Input for this task:
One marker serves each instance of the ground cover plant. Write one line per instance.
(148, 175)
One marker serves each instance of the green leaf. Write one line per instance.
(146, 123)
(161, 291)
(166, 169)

Activity: From the first line through the last, repeat the entries exactly.

Answer space:
One marker serves each instance of the ground cover plant. Write one line per instance.
(148, 175)
One marker serves each instance of the green leaf. Write one line per instance.
(146, 123)
(161, 291)
(166, 169)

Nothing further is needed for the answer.